Jan Molenaar en Cees Hertogh spraken behalve vanuit wetenschappelijk oogpunt ook als ervaringsdeskundigen over de zorg voor een dementerende partner of ouder. Molenaar deed dat vanuit de situatie van zorg thuis. Hij bepleitte meer investeringen in de zorg, o.a. door mantelzorgers te laten ondersteunen door professionals. Daarnaast gaf hij zijn visie op de huidige medische wetenschap en concludeerde: “Let us make it an art and science again”. Hertogh bekeek de situatie vanuit het verpleeghuisperspectief. Hoewel het systeem van verpleeghuizen tot een van de besten van de wereld behoort, kampt het met een negatief imago. Na een fase van experimenteren met andere woonvormen pleit Hertogh er voor opnieuw de blik te richten op de mogelijkheden van verpleeghuiszorg voor mensen met dementie die (geriatrische) palliatieve zorg nodig hebben. Opvallend was dat in deze en andere bijdragen de angst voor eenzaamheid naar voren kwam.
De toekomst: nieuwe technologieën en waarden
Op de tweede dag voegden zich op uitnodiging van het CEG een groep middelbare scholieren uit Leiden bij het gezelschap. Zij woonden de conferentie in het kader van het vak filosofie bij. Maartje Schermer introduceerde sessievoorzitter Inez de Beaufort, die destijds naast minister Els Borst een van de oprichters van het CEG was.
Annelien Bredenoord leidde het ethische debat over ‘the ethics of germline editing: very short history’ in. Sinds de jaren ’70 is genetisch testen, selectie en screening onder voorwaarden ethisch en juridisch toegestaan. Recent deden zich twee nieuwe technologische ontwikkelingen voor die het internationale debat deed oplaaien, de zogeheten Mitochondriale Replacement Therapy (MRT) en CRISPR/Cas9, een techniek waarmee modificatie van de kiembaan veel gemakkelijker en sneller mogelijk wordt gemaakt. John Harris hield een pleidooi voor deze wetenschappelijke ontwikkelingen en stimuleerde reflectie op de vaak heftige argumenten die deze ontwikkelingen willen tegenhouden.

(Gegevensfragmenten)

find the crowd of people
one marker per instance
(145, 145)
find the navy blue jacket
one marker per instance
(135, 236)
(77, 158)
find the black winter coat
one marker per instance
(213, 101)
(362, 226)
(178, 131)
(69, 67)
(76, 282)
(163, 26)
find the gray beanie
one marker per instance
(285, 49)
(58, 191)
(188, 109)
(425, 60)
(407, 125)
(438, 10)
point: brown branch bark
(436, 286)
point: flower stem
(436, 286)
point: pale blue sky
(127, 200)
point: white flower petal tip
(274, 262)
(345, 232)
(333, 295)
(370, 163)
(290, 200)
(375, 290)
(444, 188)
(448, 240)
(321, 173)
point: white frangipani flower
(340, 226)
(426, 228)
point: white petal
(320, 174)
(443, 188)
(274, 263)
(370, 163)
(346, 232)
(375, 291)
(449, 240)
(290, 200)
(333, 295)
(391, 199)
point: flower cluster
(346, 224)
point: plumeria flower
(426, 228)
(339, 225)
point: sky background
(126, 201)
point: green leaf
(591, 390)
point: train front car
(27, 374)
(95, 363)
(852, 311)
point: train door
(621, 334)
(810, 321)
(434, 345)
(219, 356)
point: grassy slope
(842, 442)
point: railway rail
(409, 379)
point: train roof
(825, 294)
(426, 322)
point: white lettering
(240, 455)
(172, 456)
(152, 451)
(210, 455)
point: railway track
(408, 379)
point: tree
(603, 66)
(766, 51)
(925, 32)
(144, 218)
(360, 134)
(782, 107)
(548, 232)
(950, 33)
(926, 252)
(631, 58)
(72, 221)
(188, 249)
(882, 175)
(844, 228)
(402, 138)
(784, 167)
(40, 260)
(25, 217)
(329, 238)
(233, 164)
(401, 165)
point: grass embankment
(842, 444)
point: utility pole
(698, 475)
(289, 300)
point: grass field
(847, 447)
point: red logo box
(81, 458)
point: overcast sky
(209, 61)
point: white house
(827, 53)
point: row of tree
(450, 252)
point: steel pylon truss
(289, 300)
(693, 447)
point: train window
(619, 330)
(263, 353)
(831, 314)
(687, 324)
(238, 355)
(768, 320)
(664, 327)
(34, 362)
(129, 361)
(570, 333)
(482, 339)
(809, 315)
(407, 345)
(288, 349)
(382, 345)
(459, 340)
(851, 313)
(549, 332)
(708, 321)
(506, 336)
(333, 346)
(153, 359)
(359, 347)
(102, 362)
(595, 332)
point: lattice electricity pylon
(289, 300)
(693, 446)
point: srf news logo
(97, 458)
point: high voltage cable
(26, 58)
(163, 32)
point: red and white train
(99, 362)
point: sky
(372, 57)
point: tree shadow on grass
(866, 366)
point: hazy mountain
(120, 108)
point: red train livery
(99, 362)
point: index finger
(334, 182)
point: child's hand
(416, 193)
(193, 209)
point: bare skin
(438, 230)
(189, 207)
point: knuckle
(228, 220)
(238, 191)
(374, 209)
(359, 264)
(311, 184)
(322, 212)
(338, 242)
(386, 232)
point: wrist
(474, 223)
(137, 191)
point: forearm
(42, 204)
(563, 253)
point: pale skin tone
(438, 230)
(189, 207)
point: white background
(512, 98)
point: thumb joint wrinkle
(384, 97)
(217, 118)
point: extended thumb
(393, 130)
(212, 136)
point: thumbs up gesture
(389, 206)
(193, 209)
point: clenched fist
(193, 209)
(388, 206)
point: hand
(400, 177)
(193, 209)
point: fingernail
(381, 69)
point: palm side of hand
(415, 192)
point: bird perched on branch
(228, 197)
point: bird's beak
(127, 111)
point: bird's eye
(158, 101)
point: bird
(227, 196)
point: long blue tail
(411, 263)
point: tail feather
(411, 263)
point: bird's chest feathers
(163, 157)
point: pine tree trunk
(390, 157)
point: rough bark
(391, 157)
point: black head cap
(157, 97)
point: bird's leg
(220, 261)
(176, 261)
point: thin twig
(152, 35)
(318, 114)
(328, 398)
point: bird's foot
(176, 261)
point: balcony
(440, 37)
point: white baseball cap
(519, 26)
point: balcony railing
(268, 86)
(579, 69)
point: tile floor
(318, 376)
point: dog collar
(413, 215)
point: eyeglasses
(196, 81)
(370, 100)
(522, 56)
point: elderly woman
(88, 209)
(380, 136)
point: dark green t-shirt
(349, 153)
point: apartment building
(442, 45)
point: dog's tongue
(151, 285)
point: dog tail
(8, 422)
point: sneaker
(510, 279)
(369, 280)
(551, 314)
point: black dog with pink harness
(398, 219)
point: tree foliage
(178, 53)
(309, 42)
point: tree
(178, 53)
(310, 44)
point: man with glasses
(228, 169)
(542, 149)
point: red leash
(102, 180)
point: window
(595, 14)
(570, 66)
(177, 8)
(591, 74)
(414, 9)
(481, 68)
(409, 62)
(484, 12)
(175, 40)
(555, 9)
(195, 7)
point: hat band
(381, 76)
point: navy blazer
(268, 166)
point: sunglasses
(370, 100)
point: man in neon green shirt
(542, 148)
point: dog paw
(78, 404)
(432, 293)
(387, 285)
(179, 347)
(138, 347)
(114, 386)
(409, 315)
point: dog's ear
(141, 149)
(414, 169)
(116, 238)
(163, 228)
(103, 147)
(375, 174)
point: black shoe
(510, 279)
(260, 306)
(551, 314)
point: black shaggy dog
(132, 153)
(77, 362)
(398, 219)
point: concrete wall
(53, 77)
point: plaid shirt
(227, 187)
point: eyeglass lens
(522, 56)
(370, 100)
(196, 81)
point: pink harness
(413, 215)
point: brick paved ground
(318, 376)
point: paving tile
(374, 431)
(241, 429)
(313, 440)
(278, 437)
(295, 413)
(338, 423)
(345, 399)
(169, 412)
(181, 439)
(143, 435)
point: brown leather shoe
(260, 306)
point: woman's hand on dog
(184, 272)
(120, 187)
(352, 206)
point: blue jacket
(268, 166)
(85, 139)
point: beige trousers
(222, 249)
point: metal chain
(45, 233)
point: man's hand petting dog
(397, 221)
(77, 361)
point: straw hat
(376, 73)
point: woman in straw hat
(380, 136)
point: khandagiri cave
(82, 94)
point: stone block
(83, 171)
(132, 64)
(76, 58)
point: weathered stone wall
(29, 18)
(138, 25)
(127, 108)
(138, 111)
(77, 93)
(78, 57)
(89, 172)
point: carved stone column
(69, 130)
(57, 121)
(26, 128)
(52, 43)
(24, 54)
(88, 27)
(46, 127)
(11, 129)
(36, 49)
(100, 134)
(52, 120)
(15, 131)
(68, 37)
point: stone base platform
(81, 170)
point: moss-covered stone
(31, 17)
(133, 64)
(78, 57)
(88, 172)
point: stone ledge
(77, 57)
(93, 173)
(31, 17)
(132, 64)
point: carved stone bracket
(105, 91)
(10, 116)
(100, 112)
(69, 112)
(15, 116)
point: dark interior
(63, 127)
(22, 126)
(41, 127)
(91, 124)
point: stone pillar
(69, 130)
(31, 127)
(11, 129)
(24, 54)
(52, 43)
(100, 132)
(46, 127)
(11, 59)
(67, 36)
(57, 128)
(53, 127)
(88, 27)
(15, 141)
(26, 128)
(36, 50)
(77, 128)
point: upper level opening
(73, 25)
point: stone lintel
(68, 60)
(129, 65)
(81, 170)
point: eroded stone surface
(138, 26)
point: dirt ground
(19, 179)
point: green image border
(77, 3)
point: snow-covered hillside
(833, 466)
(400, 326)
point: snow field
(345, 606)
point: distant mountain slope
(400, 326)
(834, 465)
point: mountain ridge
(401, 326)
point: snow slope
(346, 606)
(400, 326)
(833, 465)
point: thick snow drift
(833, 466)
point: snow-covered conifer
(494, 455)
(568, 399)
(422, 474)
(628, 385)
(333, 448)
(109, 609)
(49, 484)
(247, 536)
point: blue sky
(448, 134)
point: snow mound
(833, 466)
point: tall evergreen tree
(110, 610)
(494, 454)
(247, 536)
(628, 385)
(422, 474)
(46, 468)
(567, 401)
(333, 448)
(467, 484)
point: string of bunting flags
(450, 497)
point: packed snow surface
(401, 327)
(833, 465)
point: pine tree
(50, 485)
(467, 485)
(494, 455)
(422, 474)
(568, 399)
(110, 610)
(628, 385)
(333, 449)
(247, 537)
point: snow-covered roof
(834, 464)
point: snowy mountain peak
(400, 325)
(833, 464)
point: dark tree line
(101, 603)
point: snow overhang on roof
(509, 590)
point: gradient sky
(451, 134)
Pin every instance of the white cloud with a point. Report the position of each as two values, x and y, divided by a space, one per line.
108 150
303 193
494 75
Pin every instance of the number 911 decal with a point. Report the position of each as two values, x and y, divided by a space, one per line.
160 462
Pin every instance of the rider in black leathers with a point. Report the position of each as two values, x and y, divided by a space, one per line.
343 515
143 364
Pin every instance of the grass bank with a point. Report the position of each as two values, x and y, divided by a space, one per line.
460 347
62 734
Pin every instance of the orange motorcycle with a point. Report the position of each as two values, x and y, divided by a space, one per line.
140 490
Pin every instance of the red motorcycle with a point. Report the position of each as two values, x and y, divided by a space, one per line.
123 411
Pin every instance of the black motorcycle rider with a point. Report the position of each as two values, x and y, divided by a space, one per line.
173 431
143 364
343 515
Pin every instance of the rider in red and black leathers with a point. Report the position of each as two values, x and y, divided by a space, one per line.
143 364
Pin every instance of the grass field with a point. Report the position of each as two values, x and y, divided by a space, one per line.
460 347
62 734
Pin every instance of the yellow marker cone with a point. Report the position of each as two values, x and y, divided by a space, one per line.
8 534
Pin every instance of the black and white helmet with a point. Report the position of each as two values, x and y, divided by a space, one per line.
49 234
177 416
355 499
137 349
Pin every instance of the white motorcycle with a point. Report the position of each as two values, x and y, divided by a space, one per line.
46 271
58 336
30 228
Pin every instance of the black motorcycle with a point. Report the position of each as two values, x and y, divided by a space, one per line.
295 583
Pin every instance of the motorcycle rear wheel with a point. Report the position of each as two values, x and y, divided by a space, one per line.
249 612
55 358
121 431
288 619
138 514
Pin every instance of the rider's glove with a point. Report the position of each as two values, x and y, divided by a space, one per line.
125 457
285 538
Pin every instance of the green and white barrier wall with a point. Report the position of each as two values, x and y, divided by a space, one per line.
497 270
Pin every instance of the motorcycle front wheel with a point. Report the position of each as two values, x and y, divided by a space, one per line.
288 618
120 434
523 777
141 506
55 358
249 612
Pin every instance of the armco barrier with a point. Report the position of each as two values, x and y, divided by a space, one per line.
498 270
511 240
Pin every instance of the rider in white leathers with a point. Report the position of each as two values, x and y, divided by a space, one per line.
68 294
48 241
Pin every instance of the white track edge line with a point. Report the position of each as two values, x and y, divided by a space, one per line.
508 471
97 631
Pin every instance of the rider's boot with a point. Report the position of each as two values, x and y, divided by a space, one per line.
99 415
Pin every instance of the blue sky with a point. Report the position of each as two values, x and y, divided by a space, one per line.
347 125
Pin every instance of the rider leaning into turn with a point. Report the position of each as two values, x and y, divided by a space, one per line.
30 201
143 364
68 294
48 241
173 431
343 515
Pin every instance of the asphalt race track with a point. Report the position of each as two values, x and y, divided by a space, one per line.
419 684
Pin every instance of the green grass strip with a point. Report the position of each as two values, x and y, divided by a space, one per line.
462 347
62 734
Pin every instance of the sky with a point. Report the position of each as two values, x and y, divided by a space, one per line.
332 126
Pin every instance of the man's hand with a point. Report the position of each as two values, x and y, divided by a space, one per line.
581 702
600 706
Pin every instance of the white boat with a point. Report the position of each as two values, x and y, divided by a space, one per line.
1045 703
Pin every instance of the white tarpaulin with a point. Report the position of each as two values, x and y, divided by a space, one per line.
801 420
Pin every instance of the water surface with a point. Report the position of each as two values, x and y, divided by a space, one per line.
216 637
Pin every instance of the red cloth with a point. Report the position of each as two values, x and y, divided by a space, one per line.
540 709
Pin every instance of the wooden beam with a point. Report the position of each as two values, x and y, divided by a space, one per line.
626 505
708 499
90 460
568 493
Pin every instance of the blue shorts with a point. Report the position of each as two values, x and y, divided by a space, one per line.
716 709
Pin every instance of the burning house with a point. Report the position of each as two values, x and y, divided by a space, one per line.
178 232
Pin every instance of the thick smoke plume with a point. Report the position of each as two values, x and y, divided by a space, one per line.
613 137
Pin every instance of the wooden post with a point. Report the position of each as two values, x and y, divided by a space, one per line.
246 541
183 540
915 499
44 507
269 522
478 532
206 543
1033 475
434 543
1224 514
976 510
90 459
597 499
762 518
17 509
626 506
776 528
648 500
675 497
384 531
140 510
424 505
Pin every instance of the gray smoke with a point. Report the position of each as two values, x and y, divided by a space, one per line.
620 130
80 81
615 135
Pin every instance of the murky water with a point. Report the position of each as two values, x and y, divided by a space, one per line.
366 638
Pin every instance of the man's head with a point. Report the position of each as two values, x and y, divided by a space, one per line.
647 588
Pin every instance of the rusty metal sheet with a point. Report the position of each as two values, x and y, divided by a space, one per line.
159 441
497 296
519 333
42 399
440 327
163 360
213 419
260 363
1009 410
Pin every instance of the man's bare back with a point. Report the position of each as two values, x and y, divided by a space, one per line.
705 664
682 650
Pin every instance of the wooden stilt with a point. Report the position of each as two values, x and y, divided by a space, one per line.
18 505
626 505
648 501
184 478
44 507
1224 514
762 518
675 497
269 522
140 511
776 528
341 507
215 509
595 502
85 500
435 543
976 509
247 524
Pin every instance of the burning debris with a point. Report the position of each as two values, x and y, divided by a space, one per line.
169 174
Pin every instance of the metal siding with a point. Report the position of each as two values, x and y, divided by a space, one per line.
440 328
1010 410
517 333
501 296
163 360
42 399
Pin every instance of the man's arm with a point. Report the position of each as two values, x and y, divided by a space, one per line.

> _Opdracht_
Schrijf verder aan de tekst over de conferentie en begin direct na de laatste zin.

> _Antwoord hieronder_
Na de pauze volgde een muzikaal intermezzo door gitarist Hafez Ismaili M’hamdi. Hafez, zelf een jonge, talentvolle wetenschappelijk onderzoeker maakte met zijn muziek de overgang naar het onderdeel waarin drie jonge, talentvolle onderzoekers, waren uitgenodigd om met een korte bijdrage het verband te leggen met het Europese debat over waarden.
Saskia Nagel trapte af met een presentatie over (neuro)technologische ‘self-shaping and imperatives of self-determination’ vanuit de waarden van autonomie. Loredana Persampieri sprak over het thema ‘reproductive tourism and surrogacy’ en de medische en juridische risico’s van deze ontwikkkeling. Eline Bunnik zette de aanwezigen aan het denken over verruiming van de mogelijkheid om experimentele medicatie te gebruiken als standaard behandelopties niet meer toereikend zijn. Na de drie presentaties volgde een levendig debat.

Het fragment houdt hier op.